What you will do.
Convert every line of the records below into a numbered list, leaving out any blank lines.

Position identification records
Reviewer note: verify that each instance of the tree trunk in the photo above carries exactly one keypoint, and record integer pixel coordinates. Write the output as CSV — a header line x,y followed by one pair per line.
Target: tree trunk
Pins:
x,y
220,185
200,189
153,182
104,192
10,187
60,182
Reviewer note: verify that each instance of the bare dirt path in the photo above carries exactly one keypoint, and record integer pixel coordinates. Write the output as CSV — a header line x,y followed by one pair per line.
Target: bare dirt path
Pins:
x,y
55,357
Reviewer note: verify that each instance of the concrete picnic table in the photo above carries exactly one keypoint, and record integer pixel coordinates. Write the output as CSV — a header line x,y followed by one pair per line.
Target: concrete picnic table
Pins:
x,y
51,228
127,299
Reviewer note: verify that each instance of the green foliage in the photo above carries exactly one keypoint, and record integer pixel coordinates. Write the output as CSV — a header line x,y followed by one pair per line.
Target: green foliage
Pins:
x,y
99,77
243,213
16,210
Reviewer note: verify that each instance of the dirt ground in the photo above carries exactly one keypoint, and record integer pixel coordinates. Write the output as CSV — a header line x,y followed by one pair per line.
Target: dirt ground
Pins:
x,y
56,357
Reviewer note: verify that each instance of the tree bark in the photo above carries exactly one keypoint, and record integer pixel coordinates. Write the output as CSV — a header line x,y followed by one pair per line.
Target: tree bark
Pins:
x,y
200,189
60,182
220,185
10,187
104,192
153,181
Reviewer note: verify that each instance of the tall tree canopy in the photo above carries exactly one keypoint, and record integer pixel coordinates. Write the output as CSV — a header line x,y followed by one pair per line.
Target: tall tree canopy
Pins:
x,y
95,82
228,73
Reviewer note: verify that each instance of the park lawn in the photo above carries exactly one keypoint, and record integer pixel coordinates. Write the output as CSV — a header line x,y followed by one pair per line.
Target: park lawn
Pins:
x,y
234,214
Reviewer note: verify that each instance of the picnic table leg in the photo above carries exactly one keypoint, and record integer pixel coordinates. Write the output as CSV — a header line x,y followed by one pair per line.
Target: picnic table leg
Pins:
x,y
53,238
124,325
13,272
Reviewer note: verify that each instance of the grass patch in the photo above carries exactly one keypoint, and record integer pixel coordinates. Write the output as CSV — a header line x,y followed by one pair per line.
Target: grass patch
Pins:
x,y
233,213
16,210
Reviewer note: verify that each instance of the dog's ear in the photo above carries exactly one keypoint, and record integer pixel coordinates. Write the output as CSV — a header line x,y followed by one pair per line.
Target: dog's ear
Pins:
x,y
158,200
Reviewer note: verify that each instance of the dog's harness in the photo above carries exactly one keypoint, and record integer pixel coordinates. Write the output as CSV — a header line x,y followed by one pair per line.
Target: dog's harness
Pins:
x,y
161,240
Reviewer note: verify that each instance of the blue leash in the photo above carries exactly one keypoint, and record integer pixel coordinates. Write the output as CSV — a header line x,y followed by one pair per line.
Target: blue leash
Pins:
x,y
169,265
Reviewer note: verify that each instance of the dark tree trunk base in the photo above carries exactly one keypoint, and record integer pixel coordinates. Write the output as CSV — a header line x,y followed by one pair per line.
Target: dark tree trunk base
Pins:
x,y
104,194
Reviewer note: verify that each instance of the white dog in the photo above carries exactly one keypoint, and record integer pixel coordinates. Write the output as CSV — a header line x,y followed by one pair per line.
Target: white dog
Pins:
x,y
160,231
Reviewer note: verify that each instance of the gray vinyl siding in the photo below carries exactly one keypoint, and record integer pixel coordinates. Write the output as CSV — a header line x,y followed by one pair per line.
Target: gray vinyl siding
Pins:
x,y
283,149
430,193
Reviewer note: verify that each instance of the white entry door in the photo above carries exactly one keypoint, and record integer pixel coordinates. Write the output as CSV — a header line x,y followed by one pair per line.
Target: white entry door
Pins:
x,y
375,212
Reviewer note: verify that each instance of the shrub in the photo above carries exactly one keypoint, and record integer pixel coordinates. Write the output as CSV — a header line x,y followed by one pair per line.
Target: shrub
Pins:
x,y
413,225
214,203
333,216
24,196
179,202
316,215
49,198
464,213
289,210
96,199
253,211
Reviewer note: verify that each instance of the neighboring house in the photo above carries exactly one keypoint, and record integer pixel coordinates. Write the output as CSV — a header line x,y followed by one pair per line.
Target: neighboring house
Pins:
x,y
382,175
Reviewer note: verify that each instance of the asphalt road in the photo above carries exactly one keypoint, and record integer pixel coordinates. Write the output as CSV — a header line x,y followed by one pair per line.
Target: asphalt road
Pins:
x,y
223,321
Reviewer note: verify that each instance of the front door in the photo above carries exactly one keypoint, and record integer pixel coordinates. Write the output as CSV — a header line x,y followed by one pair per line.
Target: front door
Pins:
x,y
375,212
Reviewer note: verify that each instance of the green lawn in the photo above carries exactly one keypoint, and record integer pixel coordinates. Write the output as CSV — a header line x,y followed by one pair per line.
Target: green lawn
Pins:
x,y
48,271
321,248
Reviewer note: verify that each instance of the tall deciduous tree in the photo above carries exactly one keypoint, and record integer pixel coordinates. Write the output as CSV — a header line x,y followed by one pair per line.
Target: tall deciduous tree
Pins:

The response.
1. Reviewer note: verify that each instance of the tree trunk in the photo above carries exactly one keypoint, and record integer pixel coordinates. Write the output as CSV — a header line x,y followed by one pair per line.
2. Target: tree trunk
3. Pins:
4. x,y
5. 220,185
6. 200,189
7. 153,182
8. 104,192
9. 10,187
10. 60,182
11. Reviewer note: verify that each instance of the bare dirt path in the photo above carries exactly one keypoint, and record integer pixel coordinates. Write the output as CSV — a header line x,y followed by one pair per line.
12. Target: bare dirt path
13. Pins:
14. x,y
15. 55,357
16. Reviewer note: verify that each instance of the concrete picnic table in the photo above carries exactly one keypoint, and record integer pixel coordinates. Write the output as CSV — a header line x,y followed by one pair per line.
17. Target: concrete picnic table
18. Pins:
19. x,y
20. 51,228
21. 127,299
22. Reviewer note: verify that each instance of the green foliage in the photo above carries exactly one keypoint, and record integer pixel coordinates. Write the output as CSV — a header line x,y followed by one pair per line.
23. Target: green foliage
24. Pins:
25. x,y
26. 99,77
27. 243,213
28. 16,210
29. Reviewer note: verify that each instance of the dirt ground in the photo above carries exactly one keypoint, and record integer pixel coordinates. Write the output as CSV — a header line x,y followed by one pair per line.
30. Target: dirt ground
31. Pins:
32. x,y
33. 56,357
34. Reviewer note: verify that each instance of the tree bark in the photo above carries exactly one keypoint, and record integer pixel coordinates. Write the output as CSV — a header line x,y followed by one pair per line.
35. Target: tree bark
36. Pins:
37. x,y
38. 200,189
39. 60,182
40. 220,185
41. 10,187
42. 104,192
43. 153,181
44. Reviewer note: verify that each instance of the tall tree canopy in the photo above carries exactly one keypoint, and record integer pixel coordinates. Write the output as CSV — a header line x,y followed by one pair per line.
45. Target: tall tree canopy
46. Pins:
47. x,y
48. 95,82
49. 228,73
50. Reviewer note: verify that each instance of the park lawn in the photo above carries exactly one keypoint, and record integer pixel coordinates. Write the output as CSV — a header line x,y followed by one pair per line.
51. Target: park lawn
52. Pins:
53. x,y
54. 234,214
55. Reviewer note: verify that each instance of the picnic table leg in the photo above carries exactly one keypoint, and record integer pixel coordinates. Write the output as CSV — a header line x,y followed by one pair per line.
56. Target: picnic table leg
57. Pins:
58. x,y
59. 53,238
60. 124,325
61. 13,272
62. Reviewer note: verify that each instance of the grass patch in the photo above carries exactly one keypoint, and record integer pixel coordinates. Write the output as CSV — a header line x,y followed by one pair per line.
63. Target: grass patch
64. Pins:
65. x,y
66. 233,213
67. 16,210
68. Reviewer note: verify that each instance of the dog's ear in the photo above carries exactly one keypoint, and record integer pixel coordinates. Write the output as CSV — a header line x,y followed by one pair per line.
69. Target: dog's ear
70. Pins:
71. x,y
72. 158,200
73. Reviewer note: verify that each instance of the dog's harness in the photo above carries exactly one keypoint, and record integer pixel coordinates. Write the output as CSV — a header line x,y followed by one pair per line.
74. Target: dog's harness
75. Pins:
76. x,y
77. 161,240
78. Reviewer note: verify that each instance of the blue leash in the photo above carries exactly one keypoint, and record integer pixel coordinates. Write the output as CSV — a header line x,y followed by one pair per line.
79. Target: blue leash
80. Pins:
81. x,y
82. 169,265
83. Reviewer note: verify that each instance of the dark tree trunk base in the photo above carries exactly one keypoint, and record integer pixel coordinates. Write the output as CSV — a header line x,y followed by one pair per line.
84. Target: dark tree trunk base
85. Pins:
86. x,y
87. 104,194
88. Reviewer note: verify that each instance of the white dog in the photo above carries exactly one keypoint, and record integer pixel coordinates. Write the output as CSV — a header line x,y followed by one pair per line.
89. Target: white dog
90. Pins:
91. x,y
92. 160,231
93. Reviewer note: verify that each instance of the gray vinyl siding in the photo below carries exactly one keypoint, and record integer pixel coordinates. Write the output as CSV — a header line x,y followed by one pair per line.
94. Target: gray vinyl siding
95. Pins:
96. x,y
97. 283,149
98. 430,193
99. Reviewer note: verify that each instance of the white entry door in the photo above carries exactly one keypoint, and record integer pixel coordinates. Write the output as CSV — a header line x,y followed by one pair per line.
100. Target: white entry door
101. Pins:
102. x,y
103. 375,212
104. Reviewer note: verify that each instance of the shrub in the photo above carries exactly one keypoint, and record integer pixel coordinates. Write the output as CSV — a header line x,y followed by one pair per line.
105. Target: shrub
106. Pins:
107. x,y
108. 413,225
109. 214,203
110. 333,216
111. 24,196
112. 179,202
113. 316,215
114. 49,198
115. 464,213
116. 289,210
117. 96,199
118. 253,211
119. Reviewer note: verify that each instance of the neighboring house in the photo above carries exactly one keypoint, and record integer pixel coordinates. Write the output as CSV — a header line x,y followed by one pair per line.
120. Target: neighboring house
121. Pins:
122. x,y
123. 382,175
124. Reviewer note: verify that each instance of the asphalt road in the photo above carries exactly one keypoint, and record integer pixel coordinates. Write the output as CSV — a header line x,y followed by one pair per line.
125. Target: asphalt road
126. Pins:
127. x,y
128. 223,321
129. Reviewer note: verify that each instance of the front door in the photo above carries exactly one keypoint, and record integer pixel coordinates. Write the output as CSV — a header line x,y followed by one pair per line.
130. Target: front door
131. Pins:
132. x,y
133. 375,212
134. Reviewer note: verify that each instance of the green lawn in the photo above carries exactly one keypoint, and record integer pixel coordinates. Write the output as CSV — a header line x,y followed by one pair per line.
135. Target: green lawn
136. Pins:
137. x,y
138. 48,271
139. 321,248
140. Reviewer note: verify that each instance of the tall deciduous tree in the photo above carries exactly one keypoint, and record integer pixel coordinates. Write the output as CSV — a header line x,y followed by one pair per line.
141. Target: tall deciduous tree
142. Pins:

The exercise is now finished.